*Instruksi A*. Ringkaslah kutipan di bawah tentang penilaian para perawi hadis dalam dua kalimat.
*Instruksi B*. Tentukan apakah setiap pernyataan berikut sesuai dengan kutipan di bawah. Jawab ya atau tidak, lalu kutip kata-kata kutipan yang menentukan jawaban itu persis seperti tertera: (i) Asbagh bin Faraj adalah perawi Bukhari. (ii) Ismail bin Syabib dikenal sebagai perawi yang tsiqat. (iii) Ibnu Makula menyatakan Thahir bin Isa At Tamimi tsiqat.

*Kutipan*.
Kedudukan hadis ini adalah shahih. Hadis ini diriwayatkan oleh para perawi yang terpercaya dimana Syabib bin Sa’id seorang yang tsiqat dan telah meriwayatkan hadis ini darinya Abdullah bin Wahb seorang yang tsiqat dan kedua anaknya Ahmad bin Syabib yang tsiqat dan Ismail bin Syabib yang tidak dikenal kredibilitasnya. Berikut para perawi Thabrani
  • Thahir bin Isa At Tamimi adalah syaikh Thabrani yang tsiqat dimana Ath Thabrani sendiri telah menshahihkan hadisnya dalam Mu’jam As Shaghir. Ibnu Makula menyatakan ia tsiqat [Al Ikmal 1/296]
  • Asbagh bin Faraj adalah seorang yang tsiqat. Ia adalah perawi Bukhari, Abu Dawud, Tirmidzi dan Nasa’i. Al Ijli berkata “tsiqat”. Abu Hatim berkata “shaduq”. Ibnu Hibban memasukkannya dalam Ats Tsiqat. Abu ‘Ali bin Sakan berkata “tsiqat tsiqat” [At Tahdzib juz 1 no 657]. Ibnu Hajar menyatakan “tsiqat” [At Taqrib 1/107]
  • Abdullah bin Wahb bin Muslim adalah perawi kutubus sittah yang tsiqat. Ibnu Ma’in berkata “tsiqat”. Abu Hatim berkata “shalih al hadits, shaduq lebih saya sukai daripada Walid bin Muslim”. Abu Zur’ah menyatakan tsiqat. Al Ijli berkata “tsiqat”. As Saji berkata “shaduq tsiqat”. Al Khalili berkata “disepakati tsiqat”. [At Tahdzib juz 6 no 141]. Ibnu Hajar menyatakan ia tsiqat ahli ibadah dan hafizh [At Taqrib 1/545]
  • Syabib bin Sa’id At Tamimi adalah perawi Bukhari dan Abu Dawud yang tsiqat. Ali bin Madini menyatakan ia tsiqat. Abu Zur’ah dan Abu Hatim berkata “tidak ada masalah padanya”. Daruquthni menyatakan tsiqat. Adz Dzuhli menyatakan tsiqat. Ath Thabrani menyatakan tsiqat [At Tahdzib juz 4 no 534]. Al Hakim berkata “tsiqat ma’mun” [Al Mustadrak no 1929]. Ibnu Hajar berkata “tidak ada masalah pada hadisnya jika yang meriwayatkan darinya adalah anaknya Ahmad tetapi tidak untuk riwayatnya dari Ibnu Wahb” [At Taqrib 1/411]. Dan dikoreksi dalam Tahrir At Taqrib kalau ia seorang yang tsiqat kecuali riwayatnya dari Ibnu Wahb [Tahrir At Taqrib no 2739].

*Data Terkumpul*.
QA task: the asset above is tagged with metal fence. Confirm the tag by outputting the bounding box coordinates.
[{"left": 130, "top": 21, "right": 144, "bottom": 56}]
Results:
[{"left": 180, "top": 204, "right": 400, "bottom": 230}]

*Jawaban Tertulis A*. Kutipan ini menyatakan bahwa hadis tersebut berkedudukan shahih karena diriwayatkan oleh para perawi yang terpercaya. Kutipan kemudian memaparkan penilaian para ulama terhadap perawi Thabrani, yaitu Thahir bin Isa At Tamimi, Asbagh bin Faraj, Abdullah bin Wahb bin Muslim, dan Syabib bin Sa’id At Tamimi, yang masing-masing disebut tsiqat.

*Jawaban Tertulis B*.
(i) Ya: "Ia adalah perawi Bukhari, Abu Dawud, Tirmidzi dan Nasa’i."
(ii) Tidak: "Ismail bin Syabib yang tidak dikenal kredibilitasnya"
(iii) Ya: "Ibnu Makula menyatakan ia tsiqat"